The full data, repeated exactly, is the only answer needed.

[Natural language region descriptions]
%%
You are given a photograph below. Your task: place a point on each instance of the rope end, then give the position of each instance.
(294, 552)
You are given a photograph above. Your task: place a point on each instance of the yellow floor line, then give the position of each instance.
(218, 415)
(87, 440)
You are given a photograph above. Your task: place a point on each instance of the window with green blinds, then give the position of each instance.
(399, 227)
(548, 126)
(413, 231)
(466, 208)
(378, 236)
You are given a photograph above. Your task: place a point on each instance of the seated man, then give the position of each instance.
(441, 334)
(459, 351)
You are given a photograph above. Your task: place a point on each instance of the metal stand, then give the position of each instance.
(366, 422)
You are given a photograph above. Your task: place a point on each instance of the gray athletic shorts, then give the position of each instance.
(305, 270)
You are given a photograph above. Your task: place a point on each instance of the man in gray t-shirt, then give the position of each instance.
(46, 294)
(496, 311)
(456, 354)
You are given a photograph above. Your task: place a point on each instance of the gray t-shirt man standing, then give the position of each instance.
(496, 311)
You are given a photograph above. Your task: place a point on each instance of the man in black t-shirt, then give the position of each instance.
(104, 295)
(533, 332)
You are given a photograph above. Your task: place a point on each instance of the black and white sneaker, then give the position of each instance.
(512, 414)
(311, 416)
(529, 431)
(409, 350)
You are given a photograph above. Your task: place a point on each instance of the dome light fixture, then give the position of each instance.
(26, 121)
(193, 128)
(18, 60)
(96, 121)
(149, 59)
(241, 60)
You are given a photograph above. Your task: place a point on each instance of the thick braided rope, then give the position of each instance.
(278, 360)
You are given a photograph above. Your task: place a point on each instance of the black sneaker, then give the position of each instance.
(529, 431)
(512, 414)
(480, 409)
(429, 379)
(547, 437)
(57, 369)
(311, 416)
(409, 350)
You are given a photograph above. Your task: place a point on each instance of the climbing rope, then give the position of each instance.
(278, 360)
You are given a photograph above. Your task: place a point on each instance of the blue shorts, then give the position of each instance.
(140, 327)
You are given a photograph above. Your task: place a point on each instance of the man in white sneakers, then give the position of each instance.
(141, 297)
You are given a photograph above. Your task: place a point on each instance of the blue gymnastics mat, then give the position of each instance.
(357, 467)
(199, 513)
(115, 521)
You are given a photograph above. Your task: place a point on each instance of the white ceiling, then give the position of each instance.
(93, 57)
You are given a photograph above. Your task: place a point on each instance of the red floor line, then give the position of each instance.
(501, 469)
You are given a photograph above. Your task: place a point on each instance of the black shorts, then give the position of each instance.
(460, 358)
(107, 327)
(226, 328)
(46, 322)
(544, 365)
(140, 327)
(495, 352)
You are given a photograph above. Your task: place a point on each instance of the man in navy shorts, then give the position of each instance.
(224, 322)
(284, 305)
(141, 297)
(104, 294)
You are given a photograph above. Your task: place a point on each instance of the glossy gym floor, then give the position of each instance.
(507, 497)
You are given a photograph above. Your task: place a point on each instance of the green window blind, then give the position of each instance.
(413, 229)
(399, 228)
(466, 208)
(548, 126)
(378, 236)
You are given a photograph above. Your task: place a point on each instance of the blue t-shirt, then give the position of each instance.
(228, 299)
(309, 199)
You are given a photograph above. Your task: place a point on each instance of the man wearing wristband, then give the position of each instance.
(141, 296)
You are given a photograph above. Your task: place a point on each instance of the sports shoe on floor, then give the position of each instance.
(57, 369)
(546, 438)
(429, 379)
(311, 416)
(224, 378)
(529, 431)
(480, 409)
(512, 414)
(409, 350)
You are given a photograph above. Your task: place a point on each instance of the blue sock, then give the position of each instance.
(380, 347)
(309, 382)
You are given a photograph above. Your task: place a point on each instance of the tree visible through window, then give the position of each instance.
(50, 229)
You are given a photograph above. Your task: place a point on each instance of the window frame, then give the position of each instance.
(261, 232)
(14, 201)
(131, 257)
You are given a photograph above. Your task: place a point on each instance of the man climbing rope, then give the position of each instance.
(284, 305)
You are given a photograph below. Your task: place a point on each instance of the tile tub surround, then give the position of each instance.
%%
Solution »
You are given a photograph below. Your task: place a point on each instance of the rope end, then give the position of each instance.
(294, 552)
You are given a photograph above. Your task: place a point on each instance of the yellow floor line, then give the position of each instance.
(218, 415)
(87, 440)
You are given a photograph above. Your task: place a point on each instance of the window with green blinds, then give the position of each instance.
(399, 227)
(548, 126)
(413, 231)
(466, 208)
(378, 236)
You are given a photograph above. Your task: place a point on each instance of the seated man, then give the position of each instance.
(441, 334)
(459, 351)
You are given a photograph above. Your task: place a point on each instance of the metal stand, then give the position of each instance.
(366, 422)
You are given a photograph above. Your task: place a point on each instance of the gray athletic shorts, then give the position of each instance.
(305, 270)
You are given a photograph above. Your task: place a point on each instance of the man in gray t-shirt, then give the position of each instance.
(46, 294)
(496, 311)
(456, 354)
You are given a photograph above. Your task: place a point on each instance of the gray t-shirt man standing, then give the position of each instance.
(496, 311)
You are given a photograph above. Your task: place a point on each instance of the man in black t-shirt, then give the position of each instance.
(104, 295)
(533, 332)
You are given a photograph above. Your task: place a point on each instance of the black and white sneaker, then give the position of each instance.
(512, 414)
(311, 416)
(529, 431)
(409, 350)
You are given a photograph above. Your task: place a point on each instance of the dome light fixture, then give the position of each instance.
(26, 121)
(193, 128)
(18, 60)
(96, 121)
(149, 59)
(241, 60)
You are given a photograph above. Your task: place a point on each instance of the thick braided rope, then give the position of each instance.
(278, 360)
You are given a photograph above. Your task: place a point on each instance of the black sneaker, then give the position of each instance.
(529, 431)
(512, 414)
(480, 409)
(429, 379)
(547, 437)
(57, 369)
(311, 416)
(409, 350)
You are given a photograph above. Your task: place a point on each instance of the climbing rope, then give the position of each instance.
(278, 360)
You are given a photograph above. Your task: place a point on each instance of the blue shorts, then give the position of each instance.
(140, 327)
You are given a photograph above. Your task: place a point on each instance of the man in white sneakers, then give the position of each instance.
(141, 297)
You are given a photograph above. Your task: place a point on each instance of the blue gymnastics mat, then give the position of each instance.
(357, 467)
(199, 513)
(115, 521)
You are given a photograph above. Your task: place a point on each instance of the white ceiling, then give the position of each instance.
(93, 57)
You are given a photograph above. Your task: place a point on each instance of the red floor line, then give the position of each instance.
(501, 469)
You are given a photograph above. Your task: place a point on each instance of the black shorts, then give the position of each instance.
(460, 358)
(107, 327)
(226, 328)
(46, 322)
(544, 365)
(140, 327)
(495, 352)
You are given a photograph above. Your task: place a point on each instance of the man in navy shorts, then give the position of each instance.
(224, 322)
(284, 305)
(141, 297)
(104, 294)
You are given a photograph above. Your task: place a point on each instance of the glossy gym floor, then give the position of each instance.
(507, 497)
You are given a photograph above. Your task: place a point on each instance of the green window blind, then give the position of each instance.
(413, 229)
(399, 228)
(466, 208)
(548, 126)
(378, 236)
You are given a photograph above. Your task: place a point on each instance of the blue t-shirt, then give the position of each instance.
(228, 299)
(309, 199)
You are given a photograph above. Your task: place a point on each instance of the man wearing wristband, then give the position of each instance.
(141, 296)
You are given a photograph above. Your task: place a point on each instance of the sports shoe on floor, then give the position of each instance.
(57, 369)
(546, 438)
(429, 379)
(311, 416)
(224, 378)
(529, 431)
(480, 409)
(512, 414)
(409, 350)
You are given a photograph above. Your task: place a point on each instance of the blue sock, then give the position of each instance.
(380, 347)
(309, 382)
You are given a photograph above. Your task: place a point on each instance of the tree visible through window, then give the position of each instance.
(50, 229)
You are given a photograph above. Your task: place a point on each instance of the window frame, then give the position of each instance.
(261, 232)
(14, 201)
(131, 257)
You are given a photograph above. Your task: place a point on each instance of the man climbing rope, then give the position of each instance.
(284, 305)
You are given a photograph below. Your task: place a point on each instance of the tile tub surround, then give the position of each instance.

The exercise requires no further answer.